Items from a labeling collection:
★ ★ ★ ★ ★

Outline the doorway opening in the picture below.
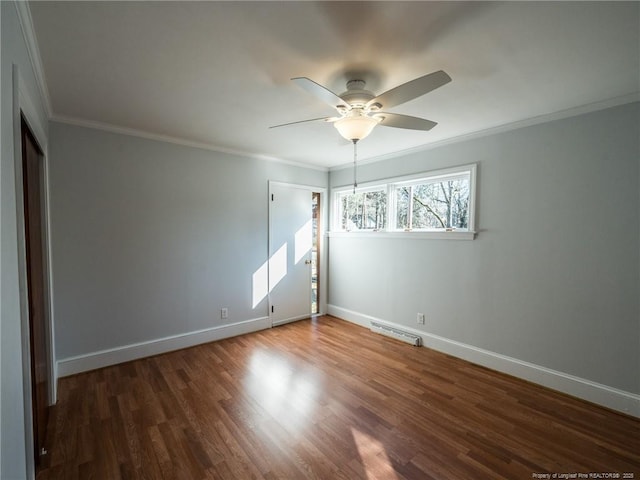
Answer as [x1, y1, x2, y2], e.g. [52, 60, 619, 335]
[21, 115, 51, 469]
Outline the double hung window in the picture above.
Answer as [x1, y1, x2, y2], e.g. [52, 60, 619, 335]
[333, 165, 476, 238]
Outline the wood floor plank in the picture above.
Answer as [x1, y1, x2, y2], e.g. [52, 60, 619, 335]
[37, 316, 640, 480]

★ ★ ★ ★ ★

Can you put each line of the material above into a JSON list of strings, with one string per line, no blank lines, and the pictures left out?

[
  "Outline the doorway opening in the picture below.",
  "Answer as [x1, y1, x2, y2], e.g. [52, 60, 619, 335]",
  "[21, 115, 51, 469]",
  "Outline the double hung window in the picture above.",
  "Answer as [x1, y1, x2, y2], e.g. [52, 60, 619, 335]",
  "[333, 165, 476, 238]",
  "Outline the wood floor plank in the picture above.",
  "Answer as [x1, y1, x2, y2], e.g. [52, 60, 619, 335]",
  "[37, 316, 640, 480]"
]